◆ Required task ◆
Rewrite the part of the data that opens with the line containing "the black night" and runs through the end of the data, requests included. Shift each answer coordinate up by 112, and keep the sample points inside the requests as they are.

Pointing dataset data
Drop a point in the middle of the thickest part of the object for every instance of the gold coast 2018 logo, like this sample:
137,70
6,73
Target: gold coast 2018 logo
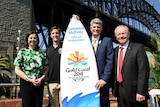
79,63
77,58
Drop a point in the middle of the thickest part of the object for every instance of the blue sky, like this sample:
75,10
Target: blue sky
156,4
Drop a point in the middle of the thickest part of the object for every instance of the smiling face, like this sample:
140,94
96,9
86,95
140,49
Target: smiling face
122,34
55,35
32,41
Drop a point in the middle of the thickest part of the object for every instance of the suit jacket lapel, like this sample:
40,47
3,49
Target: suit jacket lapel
128,51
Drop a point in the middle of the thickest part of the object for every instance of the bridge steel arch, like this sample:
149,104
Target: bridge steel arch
139,10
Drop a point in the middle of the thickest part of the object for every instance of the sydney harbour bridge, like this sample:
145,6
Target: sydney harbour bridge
139,15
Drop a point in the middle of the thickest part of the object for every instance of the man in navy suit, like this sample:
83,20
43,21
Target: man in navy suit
132,90
104,56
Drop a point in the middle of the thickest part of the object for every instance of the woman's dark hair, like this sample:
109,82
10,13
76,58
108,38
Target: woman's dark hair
54,27
27,36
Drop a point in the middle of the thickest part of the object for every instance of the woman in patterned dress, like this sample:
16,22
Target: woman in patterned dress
31,67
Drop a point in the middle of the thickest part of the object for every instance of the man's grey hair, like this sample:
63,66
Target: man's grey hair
96,20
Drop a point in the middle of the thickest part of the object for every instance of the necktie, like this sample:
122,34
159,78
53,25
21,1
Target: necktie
120,62
94,45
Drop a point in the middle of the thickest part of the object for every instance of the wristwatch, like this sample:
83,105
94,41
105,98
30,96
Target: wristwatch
27,79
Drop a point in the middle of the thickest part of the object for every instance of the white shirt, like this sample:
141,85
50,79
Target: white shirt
124,52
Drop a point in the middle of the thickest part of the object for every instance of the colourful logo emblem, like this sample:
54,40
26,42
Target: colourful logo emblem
76,58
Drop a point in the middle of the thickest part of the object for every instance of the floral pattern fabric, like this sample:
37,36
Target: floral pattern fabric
32,62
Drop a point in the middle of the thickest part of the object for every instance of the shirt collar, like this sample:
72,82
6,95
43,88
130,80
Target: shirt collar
97,38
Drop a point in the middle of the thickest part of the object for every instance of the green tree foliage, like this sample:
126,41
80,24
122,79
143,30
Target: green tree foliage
155,68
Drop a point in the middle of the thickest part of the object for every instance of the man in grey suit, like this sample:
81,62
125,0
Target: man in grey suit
104,57
131,89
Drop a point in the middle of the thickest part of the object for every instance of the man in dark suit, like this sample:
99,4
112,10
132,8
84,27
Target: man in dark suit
104,56
132,89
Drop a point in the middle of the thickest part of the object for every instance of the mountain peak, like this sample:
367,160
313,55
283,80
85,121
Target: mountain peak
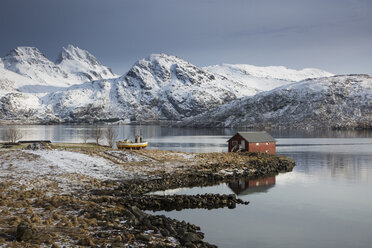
24,53
75,53
83,64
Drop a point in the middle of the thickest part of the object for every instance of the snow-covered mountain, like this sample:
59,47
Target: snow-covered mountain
338,102
78,88
160,86
36,73
82,64
265,78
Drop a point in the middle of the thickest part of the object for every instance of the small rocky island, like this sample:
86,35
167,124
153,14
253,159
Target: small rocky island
86,195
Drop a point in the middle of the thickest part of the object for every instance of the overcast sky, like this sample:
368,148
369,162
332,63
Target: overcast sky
332,35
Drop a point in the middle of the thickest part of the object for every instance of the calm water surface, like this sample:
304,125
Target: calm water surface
324,202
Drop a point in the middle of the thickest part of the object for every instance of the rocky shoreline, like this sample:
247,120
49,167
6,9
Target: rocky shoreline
111,213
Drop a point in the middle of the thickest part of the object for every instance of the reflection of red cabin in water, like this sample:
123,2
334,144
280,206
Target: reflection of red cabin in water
244,187
252,142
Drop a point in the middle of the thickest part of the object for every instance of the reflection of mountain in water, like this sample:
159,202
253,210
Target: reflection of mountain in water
245,187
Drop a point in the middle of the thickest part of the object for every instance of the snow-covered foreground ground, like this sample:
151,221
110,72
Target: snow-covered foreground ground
72,169
52,190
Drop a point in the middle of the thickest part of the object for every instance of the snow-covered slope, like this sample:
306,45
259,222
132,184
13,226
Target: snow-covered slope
30,62
11,81
84,65
160,86
32,88
265,78
338,101
75,66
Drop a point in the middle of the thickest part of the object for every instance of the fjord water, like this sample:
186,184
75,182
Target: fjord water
324,202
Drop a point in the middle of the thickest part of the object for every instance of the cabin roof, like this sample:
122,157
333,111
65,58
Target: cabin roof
256,137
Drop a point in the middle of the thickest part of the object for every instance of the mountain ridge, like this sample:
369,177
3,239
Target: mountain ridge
165,87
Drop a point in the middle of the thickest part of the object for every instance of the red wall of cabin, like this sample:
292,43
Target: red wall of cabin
252,147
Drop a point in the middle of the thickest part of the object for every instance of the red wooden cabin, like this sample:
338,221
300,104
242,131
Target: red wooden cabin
252,142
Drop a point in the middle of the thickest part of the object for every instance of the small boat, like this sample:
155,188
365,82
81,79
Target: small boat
128,144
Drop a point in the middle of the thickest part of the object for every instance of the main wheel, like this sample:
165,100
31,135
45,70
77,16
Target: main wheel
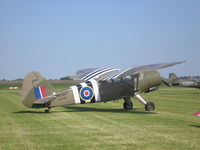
150,106
46,111
128,105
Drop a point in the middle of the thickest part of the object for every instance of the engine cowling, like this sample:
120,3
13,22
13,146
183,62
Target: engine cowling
149,80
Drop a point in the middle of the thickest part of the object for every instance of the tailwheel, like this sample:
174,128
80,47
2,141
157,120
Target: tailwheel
47,110
150,106
128,105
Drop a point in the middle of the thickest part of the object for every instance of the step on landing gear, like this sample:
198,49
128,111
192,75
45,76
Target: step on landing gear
47,110
128,105
149,106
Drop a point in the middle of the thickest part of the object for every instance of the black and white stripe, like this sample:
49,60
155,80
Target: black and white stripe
98,72
76,91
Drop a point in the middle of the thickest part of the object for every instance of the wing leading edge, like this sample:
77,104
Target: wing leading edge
107,74
140,69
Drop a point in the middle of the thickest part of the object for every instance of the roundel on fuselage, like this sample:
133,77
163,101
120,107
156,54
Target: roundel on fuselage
86,93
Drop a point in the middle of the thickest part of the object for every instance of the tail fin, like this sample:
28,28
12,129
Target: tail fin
35,87
172,76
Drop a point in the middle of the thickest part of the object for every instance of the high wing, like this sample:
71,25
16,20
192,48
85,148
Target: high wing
140,69
107,74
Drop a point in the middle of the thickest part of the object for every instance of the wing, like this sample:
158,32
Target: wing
96,73
140,69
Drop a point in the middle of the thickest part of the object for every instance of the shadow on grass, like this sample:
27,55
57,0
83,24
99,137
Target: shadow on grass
88,109
30,112
196,126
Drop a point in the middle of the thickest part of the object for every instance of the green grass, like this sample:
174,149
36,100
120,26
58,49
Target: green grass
103,125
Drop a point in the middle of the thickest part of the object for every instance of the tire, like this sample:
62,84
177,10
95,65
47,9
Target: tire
128,105
150,106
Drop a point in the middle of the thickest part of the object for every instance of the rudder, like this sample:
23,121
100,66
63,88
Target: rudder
35,87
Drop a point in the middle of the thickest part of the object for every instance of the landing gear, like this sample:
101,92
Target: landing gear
47,110
128,104
149,106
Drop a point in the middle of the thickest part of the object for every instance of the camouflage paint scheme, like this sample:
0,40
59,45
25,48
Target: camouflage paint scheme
175,81
99,85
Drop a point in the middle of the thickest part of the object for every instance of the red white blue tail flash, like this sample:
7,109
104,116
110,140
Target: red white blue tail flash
197,113
40,92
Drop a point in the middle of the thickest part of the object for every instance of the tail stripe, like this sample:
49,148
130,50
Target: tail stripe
40,92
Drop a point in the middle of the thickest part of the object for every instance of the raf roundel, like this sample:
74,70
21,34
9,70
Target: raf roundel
86,93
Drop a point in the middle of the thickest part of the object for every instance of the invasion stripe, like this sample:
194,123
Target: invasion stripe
102,72
120,74
96,90
93,72
76,94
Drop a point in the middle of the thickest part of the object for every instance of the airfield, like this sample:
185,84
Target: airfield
102,126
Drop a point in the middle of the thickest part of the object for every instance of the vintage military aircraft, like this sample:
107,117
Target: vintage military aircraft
175,81
99,85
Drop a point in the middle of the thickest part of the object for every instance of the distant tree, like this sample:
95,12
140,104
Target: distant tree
65,78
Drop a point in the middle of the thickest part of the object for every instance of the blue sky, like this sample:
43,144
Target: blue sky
59,37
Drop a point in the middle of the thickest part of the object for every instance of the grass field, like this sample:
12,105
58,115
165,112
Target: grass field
103,126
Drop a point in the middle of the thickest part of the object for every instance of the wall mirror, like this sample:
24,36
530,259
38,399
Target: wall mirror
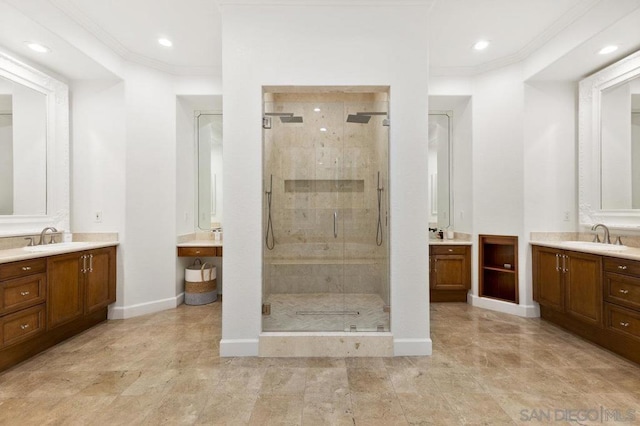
440,139
209,152
34,149
609,145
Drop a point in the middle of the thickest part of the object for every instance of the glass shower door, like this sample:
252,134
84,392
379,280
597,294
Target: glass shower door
364,202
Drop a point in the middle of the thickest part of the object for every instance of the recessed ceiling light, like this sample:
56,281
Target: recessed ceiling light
608,49
481,44
37,47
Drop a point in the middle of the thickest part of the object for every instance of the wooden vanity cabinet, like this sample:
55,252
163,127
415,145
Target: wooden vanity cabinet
100,279
594,296
449,272
47,300
80,283
569,283
22,301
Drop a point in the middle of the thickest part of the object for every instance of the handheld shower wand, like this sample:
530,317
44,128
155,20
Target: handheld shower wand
379,226
270,242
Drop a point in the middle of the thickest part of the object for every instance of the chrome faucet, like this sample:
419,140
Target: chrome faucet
43,233
606,239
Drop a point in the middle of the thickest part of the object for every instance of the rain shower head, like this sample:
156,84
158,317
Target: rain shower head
291,119
362,117
358,118
285,117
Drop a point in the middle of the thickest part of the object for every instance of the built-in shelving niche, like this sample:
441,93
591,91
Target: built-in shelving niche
499,267
324,185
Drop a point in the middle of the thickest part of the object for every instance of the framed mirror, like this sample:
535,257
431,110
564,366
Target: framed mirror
34,149
609,145
440,170
209,152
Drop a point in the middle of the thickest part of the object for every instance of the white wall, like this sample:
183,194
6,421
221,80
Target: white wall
150,214
98,162
462,162
6,162
29,151
314,45
498,173
550,166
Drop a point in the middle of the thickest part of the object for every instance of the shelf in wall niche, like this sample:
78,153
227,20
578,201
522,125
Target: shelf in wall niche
498,275
324,185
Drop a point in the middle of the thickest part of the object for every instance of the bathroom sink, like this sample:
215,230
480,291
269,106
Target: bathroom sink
56,247
594,246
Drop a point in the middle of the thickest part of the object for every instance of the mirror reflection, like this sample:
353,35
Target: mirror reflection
620,146
23,150
209,147
440,125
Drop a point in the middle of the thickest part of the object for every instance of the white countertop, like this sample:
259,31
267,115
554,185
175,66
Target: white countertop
26,253
439,242
631,253
200,243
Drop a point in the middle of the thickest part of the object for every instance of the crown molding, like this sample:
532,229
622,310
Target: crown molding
559,25
80,18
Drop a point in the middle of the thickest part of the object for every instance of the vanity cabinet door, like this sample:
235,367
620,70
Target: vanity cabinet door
548,286
583,284
65,289
449,272
100,278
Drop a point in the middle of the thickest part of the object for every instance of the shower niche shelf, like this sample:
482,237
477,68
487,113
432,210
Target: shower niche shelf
499,267
324,185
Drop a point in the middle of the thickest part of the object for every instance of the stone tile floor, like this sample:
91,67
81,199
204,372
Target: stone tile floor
487,368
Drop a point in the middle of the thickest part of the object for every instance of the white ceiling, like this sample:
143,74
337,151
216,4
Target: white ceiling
129,29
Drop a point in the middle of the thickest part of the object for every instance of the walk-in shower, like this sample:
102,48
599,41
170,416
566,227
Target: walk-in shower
325,210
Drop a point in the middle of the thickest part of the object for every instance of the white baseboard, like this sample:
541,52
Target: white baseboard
412,347
124,312
239,347
326,344
527,311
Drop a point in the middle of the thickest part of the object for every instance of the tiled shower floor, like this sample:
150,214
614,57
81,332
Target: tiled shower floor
325,312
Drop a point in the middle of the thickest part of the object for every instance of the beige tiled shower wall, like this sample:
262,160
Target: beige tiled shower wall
307,258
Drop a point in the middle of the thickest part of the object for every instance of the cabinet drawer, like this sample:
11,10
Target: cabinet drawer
22,325
441,249
621,266
22,292
623,321
199,251
622,289
22,268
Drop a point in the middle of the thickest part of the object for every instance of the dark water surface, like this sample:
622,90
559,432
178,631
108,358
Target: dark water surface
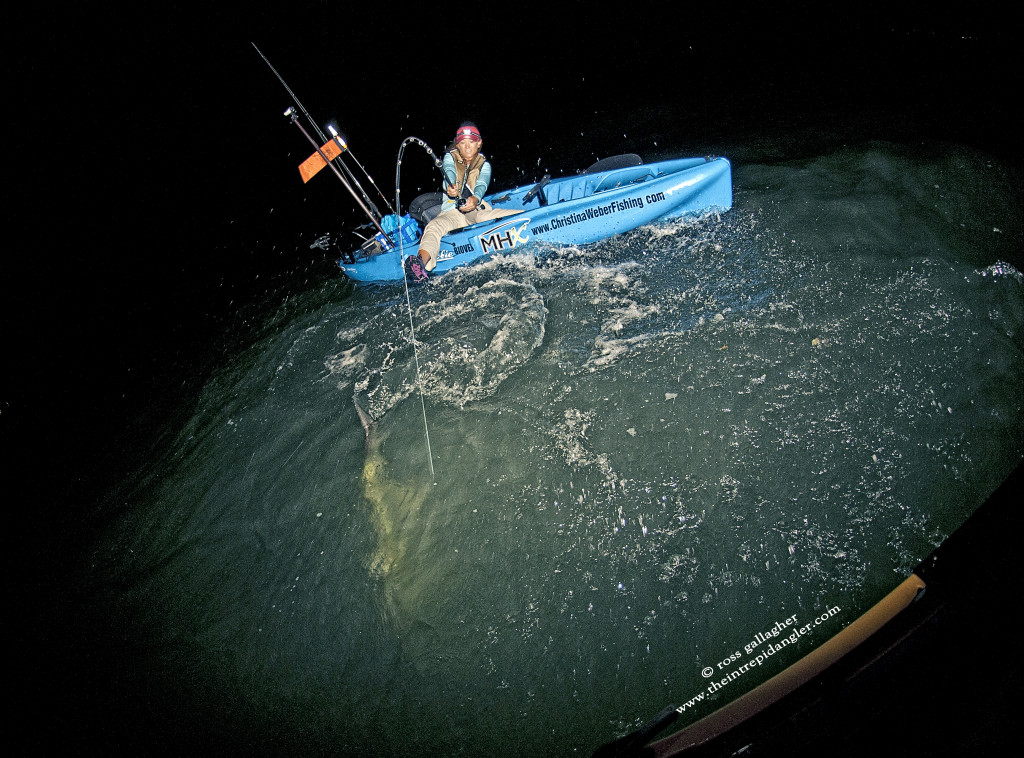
646,452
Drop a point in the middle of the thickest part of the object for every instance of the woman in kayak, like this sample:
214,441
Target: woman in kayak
468,174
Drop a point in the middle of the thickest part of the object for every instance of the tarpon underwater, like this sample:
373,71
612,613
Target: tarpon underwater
394,509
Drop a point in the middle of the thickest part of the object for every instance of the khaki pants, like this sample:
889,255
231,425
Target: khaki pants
452,220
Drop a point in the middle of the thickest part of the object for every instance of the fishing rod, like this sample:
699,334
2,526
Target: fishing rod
290,113
342,144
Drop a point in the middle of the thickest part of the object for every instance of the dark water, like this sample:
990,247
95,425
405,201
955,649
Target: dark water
645,451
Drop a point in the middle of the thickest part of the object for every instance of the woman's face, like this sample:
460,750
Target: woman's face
468,149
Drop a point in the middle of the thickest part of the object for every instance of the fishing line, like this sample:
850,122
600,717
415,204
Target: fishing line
404,279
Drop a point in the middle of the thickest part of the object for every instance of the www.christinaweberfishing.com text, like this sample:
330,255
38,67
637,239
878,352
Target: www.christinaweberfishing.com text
760,649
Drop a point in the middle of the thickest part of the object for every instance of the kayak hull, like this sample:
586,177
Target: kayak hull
572,210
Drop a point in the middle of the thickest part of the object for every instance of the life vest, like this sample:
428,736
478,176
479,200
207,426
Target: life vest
461,180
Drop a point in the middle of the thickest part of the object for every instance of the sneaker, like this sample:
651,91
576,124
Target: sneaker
415,269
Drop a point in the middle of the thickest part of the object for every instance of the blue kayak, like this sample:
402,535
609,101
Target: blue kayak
612,197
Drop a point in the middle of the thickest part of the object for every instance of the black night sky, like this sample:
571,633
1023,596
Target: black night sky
145,151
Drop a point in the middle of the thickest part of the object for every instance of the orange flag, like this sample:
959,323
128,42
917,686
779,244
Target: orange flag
309,167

◆ Full output ◆
Drop a point in the middle of the thickest part of the object for every instance of the black night sky, like this sample:
571,633
1023,596
Target: black night sky
257,263
Drop a point in the middle of the thickest part of the object for every instance of the orange flag, like this sample:
959,323
128,42
917,686
779,244
Target: orange flag
421,279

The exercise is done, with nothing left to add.